• _Problem to work on_: Beginning with the line that has "target: firefighter jacket", please write out the remaining lines of the material exactly, the last one included.

• _Material for this exercise_:
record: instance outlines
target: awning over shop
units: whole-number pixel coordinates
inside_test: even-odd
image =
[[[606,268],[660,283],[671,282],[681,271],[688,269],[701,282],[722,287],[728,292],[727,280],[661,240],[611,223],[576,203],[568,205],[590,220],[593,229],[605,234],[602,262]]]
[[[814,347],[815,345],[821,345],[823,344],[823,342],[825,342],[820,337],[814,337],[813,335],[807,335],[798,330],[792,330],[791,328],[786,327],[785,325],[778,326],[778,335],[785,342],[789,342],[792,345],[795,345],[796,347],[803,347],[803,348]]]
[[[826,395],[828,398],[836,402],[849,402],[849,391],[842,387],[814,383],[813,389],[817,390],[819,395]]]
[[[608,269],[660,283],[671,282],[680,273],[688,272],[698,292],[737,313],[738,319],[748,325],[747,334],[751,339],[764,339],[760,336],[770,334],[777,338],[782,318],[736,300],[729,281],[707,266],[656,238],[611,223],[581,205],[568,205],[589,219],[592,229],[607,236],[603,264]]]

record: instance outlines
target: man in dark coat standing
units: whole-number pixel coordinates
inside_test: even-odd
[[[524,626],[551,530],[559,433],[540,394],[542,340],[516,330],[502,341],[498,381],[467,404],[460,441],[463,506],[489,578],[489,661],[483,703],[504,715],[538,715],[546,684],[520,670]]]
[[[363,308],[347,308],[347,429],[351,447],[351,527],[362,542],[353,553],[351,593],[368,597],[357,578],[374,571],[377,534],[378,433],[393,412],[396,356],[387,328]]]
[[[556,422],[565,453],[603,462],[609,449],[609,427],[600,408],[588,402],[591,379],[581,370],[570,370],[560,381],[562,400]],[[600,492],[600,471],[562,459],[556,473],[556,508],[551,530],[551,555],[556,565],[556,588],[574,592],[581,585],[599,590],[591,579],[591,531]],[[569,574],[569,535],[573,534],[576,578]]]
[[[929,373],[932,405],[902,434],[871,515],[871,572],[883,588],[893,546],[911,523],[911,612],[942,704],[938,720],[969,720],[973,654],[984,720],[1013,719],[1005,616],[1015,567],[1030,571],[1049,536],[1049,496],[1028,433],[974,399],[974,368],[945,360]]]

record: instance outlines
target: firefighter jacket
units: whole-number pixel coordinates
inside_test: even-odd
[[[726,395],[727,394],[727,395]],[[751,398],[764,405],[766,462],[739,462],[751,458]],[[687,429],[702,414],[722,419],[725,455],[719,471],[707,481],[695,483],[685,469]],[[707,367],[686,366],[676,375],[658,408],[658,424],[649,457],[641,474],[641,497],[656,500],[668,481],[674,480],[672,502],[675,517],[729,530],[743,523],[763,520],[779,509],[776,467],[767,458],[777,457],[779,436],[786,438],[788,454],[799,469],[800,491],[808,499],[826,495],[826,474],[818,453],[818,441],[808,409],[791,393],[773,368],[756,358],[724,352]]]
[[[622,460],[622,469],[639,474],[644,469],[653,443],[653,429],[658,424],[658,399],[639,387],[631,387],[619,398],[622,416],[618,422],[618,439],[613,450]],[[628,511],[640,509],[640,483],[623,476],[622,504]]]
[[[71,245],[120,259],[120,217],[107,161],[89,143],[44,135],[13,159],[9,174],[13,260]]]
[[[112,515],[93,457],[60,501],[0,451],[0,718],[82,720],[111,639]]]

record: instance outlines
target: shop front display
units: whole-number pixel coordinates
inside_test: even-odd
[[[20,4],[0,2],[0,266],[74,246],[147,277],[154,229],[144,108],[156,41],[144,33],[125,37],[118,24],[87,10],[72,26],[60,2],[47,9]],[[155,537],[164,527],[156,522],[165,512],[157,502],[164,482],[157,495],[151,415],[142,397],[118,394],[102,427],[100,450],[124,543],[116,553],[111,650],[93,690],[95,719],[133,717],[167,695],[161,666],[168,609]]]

• _Solution to this problem_:
target: firefighter jacket
units: whole-number pixel coordinates
inside_test: even-odd
[[[726,395],[727,394],[727,395]],[[751,398],[764,405],[766,462],[739,462],[751,458]],[[687,429],[702,414],[722,419],[725,455],[719,471],[707,481],[695,483],[685,469]],[[707,367],[686,366],[676,375],[658,408],[658,424],[649,457],[641,474],[641,497],[656,500],[668,481],[674,480],[672,502],[675,517],[729,530],[743,523],[763,520],[779,509],[776,467],[767,458],[777,457],[779,436],[786,438],[788,454],[799,469],[800,491],[808,499],[826,495],[826,474],[818,453],[818,441],[808,409],[791,393],[773,368],[756,358],[724,352]]]
[[[622,460],[622,469],[639,474],[644,469],[653,443],[653,429],[658,424],[658,399],[639,387],[631,387],[619,398],[622,416],[618,422],[618,439],[613,450]],[[628,511],[640,509],[640,483],[623,476],[622,504]]]
[[[71,245],[120,259],[120,217],[107,161],[89,143],[44,135],[13,159],[9,174],[13,260]]]
[[[112,515],[93,457],[60,501],[0,451],[0,718],[82,720],[111,639]]]

record: instance outlines
target: shop front display
units: whole-number pixel coordinates
inside_test: even-odd
[[[20,4],[0,2],[0,266],[74,246],[147,277],[154,229],[144,108],[156,41],[144,33],[125,37],[118,24],[87,10],[72,26],[60,2],[47,9]],[[155,537],[164,527],[156,522],[165,512],[157,502],[164,482],[157,495],[151,415],[142,397],[118,394],[102,427],[100,450],[124,543],[116,553],[111,650],[93,690],[95,719],[133,717],[167,695],[161,666],[168,609]]]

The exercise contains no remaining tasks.